TEXTAUSZUG:
+ + +

Einer der clevereren Design-Einfälle ist das Progressionssystem für das Loot: Für jeden Checkpunkt, den ihr erreicht, ohne zu sterben, steigt die Güte der Zauberzutaten, die Gegner und magische Kapseln ausspucken. Das hebt mit jedem Kampf den Einsatz und motiviert zu konzentriertem Spielen. Aber es frustriert auch ein ums andere Mal, wenn Lichdom mal wieder beweist, dass es nicht vorhat, grundlegende Regeln anzuerkennen. Etwa die, dass die Möglichkeit, in seinen Tod zu stürzen, in einem Spiel ohne Erkundungs-, Sprung- oder Kletterelemente, die einem Respekt vor der Spielwelt abnötigten, einfach fehl am Platz ist. Wenn ein Titel unsichtbare Wände oder zumindest eine Abfangautomatik gebraucht hätte, dann dieses, so oft huscht man hier im Rückwärtsgang mit Blick zum Feind durch die Gegend. Und wenn man dann stirbt, dann geht es zurück zum letzten der weit auseinandergesetzten Checkpunkte - selbstverständlich sind dann alle der besiegten Untoten wieder an Ort und Stelle, wo man sie zuvor schon einmal zerlegte.

+ + +

AUFGABE: Welche Arten von Spielelementen fehlen Lichdom laut dem Textauszug? Nenne alle. Die Datensätze braucht man hier nicht.

BEREITGESTELLTE ANGABEN:
+ + +

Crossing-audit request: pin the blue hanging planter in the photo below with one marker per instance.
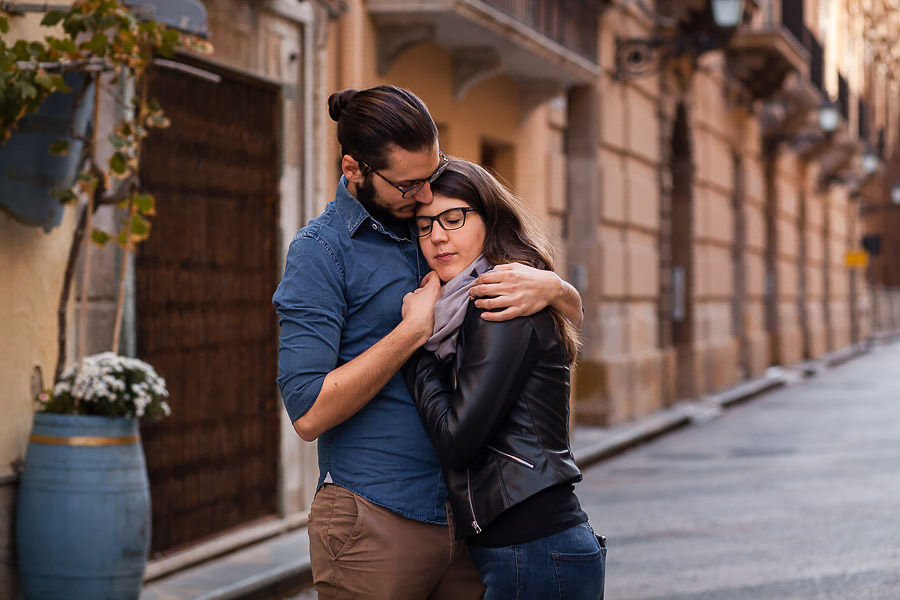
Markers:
(28, 172)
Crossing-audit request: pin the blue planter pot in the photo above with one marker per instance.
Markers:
(29, 173)
(83, 514)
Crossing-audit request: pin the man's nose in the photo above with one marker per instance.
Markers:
(424, 196)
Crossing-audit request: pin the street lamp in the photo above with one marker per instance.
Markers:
(727, 13)
(829, 116)
(641, 56)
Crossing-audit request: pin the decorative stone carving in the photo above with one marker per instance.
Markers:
(534, 92)
(398, 34)
(471, 65)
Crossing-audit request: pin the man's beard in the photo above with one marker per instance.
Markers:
(366, 194)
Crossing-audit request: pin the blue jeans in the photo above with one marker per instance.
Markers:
(569, 565)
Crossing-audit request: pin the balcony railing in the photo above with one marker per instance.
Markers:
(572, 24)
(844, 96)
(863, 119)
(816, 60)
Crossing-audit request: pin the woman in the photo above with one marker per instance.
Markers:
(493, 397)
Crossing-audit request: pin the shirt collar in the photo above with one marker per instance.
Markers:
(353, 213)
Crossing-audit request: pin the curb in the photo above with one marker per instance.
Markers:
(681, 415)
(297, 575)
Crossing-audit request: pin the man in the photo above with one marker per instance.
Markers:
(379, 523)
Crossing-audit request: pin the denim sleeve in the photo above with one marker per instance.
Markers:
(311, 313)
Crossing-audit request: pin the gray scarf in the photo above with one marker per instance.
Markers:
(450, 309)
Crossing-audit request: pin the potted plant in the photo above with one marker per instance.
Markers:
(83, 509)
(83, 513)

+ + +

LÖSUNG: Erkundungselemente, Sprungelemente und Kletterelemente